▶ Data
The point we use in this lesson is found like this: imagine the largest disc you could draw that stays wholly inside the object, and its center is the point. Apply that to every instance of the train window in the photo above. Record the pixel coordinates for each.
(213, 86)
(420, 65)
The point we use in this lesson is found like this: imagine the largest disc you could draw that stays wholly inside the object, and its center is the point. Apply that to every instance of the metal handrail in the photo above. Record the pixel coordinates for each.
---
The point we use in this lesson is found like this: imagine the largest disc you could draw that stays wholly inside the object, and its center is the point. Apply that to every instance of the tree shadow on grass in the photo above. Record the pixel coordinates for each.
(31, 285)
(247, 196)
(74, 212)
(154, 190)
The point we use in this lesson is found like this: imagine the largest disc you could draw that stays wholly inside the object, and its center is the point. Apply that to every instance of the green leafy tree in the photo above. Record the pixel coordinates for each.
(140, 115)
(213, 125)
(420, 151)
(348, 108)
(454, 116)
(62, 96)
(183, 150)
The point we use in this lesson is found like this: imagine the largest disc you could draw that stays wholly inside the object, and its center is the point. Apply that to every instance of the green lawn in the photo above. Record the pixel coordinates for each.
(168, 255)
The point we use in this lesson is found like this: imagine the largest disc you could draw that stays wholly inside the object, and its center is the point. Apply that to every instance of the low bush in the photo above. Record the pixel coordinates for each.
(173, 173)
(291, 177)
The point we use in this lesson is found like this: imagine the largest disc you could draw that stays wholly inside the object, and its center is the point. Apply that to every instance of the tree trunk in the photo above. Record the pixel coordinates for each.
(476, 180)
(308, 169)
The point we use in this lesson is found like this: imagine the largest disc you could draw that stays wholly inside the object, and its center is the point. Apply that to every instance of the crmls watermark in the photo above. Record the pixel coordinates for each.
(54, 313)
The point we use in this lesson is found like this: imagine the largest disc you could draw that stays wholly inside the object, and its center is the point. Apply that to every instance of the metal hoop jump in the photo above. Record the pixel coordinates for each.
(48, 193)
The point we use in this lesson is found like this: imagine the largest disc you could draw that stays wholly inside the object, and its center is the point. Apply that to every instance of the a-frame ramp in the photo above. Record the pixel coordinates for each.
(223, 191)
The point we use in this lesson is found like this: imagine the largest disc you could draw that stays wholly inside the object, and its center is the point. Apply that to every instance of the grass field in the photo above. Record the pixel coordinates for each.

▶ What is being asked
Go through the listing above and write out exactly the lines starting with the one holding "of the train" and running through the one holding "the metal handrail", ends included, and no others.

▶ Response to this task
The point we use in this lesson is found like this: imagine the largest disc you could draw that stays wholly inside the object, and its center is the point. Apply that to every instance of the train window in the photo above. Record the pixel coordinates for each.
(213, 86)
(420, 65)
The point we use in this lesson is found like this: imagine the largest disc you could draw that stays wholly inside the object, and its center is the point. Apply that to every instance of the metal handrail in the photo above. Record the pixel coordinates for each.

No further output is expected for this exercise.